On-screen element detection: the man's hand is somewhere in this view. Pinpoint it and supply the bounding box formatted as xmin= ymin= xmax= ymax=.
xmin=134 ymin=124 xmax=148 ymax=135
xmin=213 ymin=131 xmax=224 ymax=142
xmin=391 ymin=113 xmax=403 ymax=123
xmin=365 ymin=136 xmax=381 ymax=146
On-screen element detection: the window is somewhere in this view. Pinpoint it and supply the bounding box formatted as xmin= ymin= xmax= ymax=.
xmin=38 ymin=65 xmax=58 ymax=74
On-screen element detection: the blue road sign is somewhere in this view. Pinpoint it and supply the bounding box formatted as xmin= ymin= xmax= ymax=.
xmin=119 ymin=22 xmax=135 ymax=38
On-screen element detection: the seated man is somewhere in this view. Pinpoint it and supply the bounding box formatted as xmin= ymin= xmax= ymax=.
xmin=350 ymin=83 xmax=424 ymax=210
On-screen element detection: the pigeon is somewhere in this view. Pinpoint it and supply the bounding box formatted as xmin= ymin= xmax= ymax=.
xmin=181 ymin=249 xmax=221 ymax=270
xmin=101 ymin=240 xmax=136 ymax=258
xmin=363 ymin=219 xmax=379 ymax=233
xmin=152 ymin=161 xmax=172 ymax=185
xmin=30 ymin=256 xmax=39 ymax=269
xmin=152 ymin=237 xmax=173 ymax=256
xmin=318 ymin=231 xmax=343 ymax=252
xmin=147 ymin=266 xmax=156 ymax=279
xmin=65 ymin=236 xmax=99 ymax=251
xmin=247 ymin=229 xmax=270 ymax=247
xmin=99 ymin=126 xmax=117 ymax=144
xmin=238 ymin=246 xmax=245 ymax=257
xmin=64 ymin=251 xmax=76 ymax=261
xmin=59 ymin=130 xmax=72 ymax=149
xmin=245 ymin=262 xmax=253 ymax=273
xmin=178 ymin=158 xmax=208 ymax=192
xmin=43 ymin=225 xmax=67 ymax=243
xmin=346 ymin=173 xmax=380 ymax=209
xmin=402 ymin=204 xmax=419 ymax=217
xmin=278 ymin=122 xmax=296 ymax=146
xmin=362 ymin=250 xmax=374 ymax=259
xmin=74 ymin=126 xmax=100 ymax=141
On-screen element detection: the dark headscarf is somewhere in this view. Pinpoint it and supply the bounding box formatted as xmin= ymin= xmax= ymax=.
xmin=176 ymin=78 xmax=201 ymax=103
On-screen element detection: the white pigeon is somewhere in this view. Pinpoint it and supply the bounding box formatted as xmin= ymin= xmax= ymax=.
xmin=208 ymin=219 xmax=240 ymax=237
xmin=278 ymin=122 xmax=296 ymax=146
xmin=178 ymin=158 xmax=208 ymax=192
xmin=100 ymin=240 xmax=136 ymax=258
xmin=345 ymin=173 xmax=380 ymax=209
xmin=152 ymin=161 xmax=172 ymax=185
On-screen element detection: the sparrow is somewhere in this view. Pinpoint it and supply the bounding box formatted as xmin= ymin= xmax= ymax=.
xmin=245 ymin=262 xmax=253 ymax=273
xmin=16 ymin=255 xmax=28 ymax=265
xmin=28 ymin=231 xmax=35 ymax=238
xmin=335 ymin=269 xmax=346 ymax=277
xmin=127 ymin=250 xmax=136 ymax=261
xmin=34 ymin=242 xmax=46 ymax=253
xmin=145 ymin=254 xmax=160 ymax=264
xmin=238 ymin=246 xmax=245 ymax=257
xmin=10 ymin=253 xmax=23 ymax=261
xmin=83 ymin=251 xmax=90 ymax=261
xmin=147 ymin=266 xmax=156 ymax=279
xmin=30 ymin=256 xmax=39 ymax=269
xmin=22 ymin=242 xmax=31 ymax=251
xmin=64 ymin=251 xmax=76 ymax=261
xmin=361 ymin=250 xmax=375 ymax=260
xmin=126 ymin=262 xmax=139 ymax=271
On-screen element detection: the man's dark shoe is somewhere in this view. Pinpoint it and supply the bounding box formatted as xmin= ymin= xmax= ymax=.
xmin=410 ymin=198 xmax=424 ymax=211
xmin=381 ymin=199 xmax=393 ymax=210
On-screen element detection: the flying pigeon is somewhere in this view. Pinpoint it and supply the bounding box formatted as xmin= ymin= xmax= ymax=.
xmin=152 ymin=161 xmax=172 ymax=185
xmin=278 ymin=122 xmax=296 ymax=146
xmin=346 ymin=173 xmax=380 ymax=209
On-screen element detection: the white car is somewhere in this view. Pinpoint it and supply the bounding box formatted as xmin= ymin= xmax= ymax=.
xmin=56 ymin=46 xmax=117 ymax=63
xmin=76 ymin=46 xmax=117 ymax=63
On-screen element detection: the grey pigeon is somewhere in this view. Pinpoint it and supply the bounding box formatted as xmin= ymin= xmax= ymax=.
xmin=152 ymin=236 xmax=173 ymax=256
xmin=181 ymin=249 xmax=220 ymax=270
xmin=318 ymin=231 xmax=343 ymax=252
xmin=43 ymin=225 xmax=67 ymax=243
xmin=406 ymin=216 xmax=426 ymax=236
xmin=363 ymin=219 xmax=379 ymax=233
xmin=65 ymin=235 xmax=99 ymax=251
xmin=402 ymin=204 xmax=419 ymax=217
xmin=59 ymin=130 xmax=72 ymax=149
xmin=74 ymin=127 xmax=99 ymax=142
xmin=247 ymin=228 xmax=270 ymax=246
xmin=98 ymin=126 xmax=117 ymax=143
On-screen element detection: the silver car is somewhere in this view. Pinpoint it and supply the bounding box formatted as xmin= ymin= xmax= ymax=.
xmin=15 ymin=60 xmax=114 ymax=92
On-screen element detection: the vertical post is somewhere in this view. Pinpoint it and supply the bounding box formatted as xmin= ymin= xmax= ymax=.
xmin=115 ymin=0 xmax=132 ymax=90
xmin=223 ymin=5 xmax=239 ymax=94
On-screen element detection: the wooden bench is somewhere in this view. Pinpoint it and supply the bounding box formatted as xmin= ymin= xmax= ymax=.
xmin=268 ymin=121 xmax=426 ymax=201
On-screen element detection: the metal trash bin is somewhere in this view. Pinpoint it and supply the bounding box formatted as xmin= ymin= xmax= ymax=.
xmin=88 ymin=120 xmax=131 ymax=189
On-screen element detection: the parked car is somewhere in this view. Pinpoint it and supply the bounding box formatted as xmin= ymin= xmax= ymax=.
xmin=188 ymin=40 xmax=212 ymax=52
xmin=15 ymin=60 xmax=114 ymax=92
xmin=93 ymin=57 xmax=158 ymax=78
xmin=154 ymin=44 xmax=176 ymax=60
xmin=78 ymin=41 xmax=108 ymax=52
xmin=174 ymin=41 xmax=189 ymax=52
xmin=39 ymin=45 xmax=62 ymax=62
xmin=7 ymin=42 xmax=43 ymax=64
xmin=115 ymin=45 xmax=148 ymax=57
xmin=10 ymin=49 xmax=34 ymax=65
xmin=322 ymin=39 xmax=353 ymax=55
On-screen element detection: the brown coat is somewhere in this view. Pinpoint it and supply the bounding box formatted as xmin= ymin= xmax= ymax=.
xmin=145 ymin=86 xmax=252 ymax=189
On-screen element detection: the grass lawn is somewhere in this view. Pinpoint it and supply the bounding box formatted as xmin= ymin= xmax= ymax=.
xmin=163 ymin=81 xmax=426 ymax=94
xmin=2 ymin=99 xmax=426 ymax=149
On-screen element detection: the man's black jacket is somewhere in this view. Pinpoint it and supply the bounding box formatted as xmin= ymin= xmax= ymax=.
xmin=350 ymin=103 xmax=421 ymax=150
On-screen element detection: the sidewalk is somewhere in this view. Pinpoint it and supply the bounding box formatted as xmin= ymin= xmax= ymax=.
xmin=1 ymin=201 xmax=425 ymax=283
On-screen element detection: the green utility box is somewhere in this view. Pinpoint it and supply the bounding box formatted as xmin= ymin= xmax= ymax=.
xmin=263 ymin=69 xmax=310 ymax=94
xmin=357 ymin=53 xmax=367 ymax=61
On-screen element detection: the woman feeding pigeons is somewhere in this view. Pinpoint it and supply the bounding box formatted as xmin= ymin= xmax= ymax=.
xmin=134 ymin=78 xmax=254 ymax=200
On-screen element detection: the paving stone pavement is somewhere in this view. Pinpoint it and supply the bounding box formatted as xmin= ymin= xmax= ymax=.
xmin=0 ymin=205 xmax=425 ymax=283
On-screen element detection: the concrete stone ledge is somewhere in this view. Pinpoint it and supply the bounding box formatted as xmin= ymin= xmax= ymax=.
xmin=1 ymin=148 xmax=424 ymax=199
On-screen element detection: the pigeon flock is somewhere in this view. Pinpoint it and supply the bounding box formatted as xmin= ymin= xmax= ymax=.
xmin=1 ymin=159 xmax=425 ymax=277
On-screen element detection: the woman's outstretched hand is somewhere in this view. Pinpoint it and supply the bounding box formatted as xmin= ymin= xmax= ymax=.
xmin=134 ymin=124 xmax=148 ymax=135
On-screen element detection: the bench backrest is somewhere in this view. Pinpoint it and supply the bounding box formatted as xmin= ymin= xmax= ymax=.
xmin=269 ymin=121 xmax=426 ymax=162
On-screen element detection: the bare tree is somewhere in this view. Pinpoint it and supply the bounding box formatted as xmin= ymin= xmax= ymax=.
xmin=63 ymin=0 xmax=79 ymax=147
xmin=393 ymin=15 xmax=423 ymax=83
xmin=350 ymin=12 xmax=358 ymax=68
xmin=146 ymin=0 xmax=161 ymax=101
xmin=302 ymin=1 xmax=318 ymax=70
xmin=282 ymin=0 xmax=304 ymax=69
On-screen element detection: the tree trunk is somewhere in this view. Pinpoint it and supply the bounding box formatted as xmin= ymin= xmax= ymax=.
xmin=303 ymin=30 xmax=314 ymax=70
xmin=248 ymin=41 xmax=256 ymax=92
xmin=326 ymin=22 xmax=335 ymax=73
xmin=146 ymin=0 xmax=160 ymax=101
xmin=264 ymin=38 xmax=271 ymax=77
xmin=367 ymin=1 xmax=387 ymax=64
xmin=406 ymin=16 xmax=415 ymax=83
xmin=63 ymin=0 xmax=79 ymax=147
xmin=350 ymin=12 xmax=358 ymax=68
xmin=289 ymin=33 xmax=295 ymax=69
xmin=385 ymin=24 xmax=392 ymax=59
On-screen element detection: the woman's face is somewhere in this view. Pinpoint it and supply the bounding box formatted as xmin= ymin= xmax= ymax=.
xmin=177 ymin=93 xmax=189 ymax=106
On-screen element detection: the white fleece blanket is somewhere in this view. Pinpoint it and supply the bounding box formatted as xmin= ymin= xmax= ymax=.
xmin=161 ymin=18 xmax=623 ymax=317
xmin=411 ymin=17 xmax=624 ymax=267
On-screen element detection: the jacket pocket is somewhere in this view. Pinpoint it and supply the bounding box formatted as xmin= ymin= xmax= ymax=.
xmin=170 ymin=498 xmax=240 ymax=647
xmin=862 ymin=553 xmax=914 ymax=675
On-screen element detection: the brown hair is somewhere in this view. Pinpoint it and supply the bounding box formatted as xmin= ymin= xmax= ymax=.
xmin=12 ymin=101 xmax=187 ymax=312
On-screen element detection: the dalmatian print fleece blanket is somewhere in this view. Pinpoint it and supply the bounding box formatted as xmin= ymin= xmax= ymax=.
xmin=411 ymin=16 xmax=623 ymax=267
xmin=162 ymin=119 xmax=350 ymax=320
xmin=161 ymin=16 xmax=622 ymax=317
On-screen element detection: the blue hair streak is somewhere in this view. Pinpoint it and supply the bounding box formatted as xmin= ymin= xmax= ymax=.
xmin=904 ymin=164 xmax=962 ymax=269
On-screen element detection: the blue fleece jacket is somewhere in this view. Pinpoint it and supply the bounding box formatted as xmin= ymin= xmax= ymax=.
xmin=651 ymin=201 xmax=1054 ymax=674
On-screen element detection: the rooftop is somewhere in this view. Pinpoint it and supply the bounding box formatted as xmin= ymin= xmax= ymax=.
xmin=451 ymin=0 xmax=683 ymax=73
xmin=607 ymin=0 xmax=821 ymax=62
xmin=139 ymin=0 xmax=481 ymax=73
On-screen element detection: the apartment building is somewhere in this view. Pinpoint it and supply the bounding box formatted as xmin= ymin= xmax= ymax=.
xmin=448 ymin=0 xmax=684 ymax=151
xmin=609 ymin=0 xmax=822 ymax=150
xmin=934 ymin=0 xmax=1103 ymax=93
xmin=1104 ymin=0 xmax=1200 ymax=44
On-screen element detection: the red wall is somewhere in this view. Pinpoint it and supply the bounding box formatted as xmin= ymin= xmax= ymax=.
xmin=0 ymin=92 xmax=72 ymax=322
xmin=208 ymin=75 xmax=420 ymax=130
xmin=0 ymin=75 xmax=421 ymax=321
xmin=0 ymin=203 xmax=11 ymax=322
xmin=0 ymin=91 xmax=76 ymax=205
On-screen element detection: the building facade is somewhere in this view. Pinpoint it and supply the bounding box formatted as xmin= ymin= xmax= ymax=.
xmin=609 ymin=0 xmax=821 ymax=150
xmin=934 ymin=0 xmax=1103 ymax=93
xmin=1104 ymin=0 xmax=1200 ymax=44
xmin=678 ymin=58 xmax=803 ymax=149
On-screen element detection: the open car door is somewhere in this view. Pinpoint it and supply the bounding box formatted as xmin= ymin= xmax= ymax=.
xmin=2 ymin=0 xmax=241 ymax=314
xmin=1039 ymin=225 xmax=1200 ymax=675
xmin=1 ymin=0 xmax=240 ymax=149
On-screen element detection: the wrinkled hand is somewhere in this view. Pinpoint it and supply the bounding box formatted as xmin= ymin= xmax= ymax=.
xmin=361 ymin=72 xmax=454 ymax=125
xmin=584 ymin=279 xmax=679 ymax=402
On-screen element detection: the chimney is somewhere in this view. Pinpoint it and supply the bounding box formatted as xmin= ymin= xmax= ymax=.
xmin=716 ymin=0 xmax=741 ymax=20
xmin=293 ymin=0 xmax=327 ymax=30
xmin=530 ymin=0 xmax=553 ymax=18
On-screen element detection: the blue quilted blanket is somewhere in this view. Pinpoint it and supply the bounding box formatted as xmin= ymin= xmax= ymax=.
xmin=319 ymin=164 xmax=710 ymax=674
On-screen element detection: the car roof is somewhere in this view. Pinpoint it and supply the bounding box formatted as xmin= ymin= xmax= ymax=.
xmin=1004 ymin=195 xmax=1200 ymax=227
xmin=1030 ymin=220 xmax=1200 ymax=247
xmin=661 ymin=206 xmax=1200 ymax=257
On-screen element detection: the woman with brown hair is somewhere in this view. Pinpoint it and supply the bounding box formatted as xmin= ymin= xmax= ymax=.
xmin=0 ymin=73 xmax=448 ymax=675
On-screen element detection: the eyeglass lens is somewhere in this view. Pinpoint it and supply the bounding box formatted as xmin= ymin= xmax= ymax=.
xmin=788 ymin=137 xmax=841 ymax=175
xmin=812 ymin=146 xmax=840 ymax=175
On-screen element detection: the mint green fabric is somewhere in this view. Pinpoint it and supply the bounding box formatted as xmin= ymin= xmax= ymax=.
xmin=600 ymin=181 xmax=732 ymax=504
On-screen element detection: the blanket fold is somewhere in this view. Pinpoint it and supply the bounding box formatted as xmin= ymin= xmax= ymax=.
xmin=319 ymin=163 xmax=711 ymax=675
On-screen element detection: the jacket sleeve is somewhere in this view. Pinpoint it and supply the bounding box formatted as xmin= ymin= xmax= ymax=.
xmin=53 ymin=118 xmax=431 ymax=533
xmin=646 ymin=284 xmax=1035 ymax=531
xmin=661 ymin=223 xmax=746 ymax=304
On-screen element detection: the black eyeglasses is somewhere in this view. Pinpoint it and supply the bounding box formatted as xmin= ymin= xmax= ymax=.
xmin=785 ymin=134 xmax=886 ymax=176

§ §

ABOUT THIS TASK:
A word-for-word copy of the lines from the one with "On-screen element detection: the mint" through the end of the listing is what should be returned.

EXERCISE ANSWER:
On-screen element detection: the mint green fabric is somewhere in this view. Pinpoint it and supply the bounding box formatted as xmin= ymin= xmax= ymax=.
xmin=600 ymin=181 xmax=732 ymax=504
On-screen element detection: the blanket fold is somewhere in this view. Pinpoint it and supply the bounding box formatted as xmin= ymin= xmax= ymax=.
xmin=319 ymin=163 xmax=711 ymax=675
On-screen element detection: the jacket sleeve is somewhere in this view. Pinpoint it and supply the bounding box formatted as xmin= ymin= xmax= ymax=.
xmin=53 ymin=118 xmax=431 ymax=533
xmin=646 ymin=284 xmax=1035 ymax=531
xmin=661 ymin=223 xmax=746 ymax=304
On-screen element detection: the black eyeglasses is somewhere in this view. Pinpoint it and supply the bounding box formatted as xmin= ymin= xmax= ymax=.
xmin=785 ymin=134 xmax=886 ymax=176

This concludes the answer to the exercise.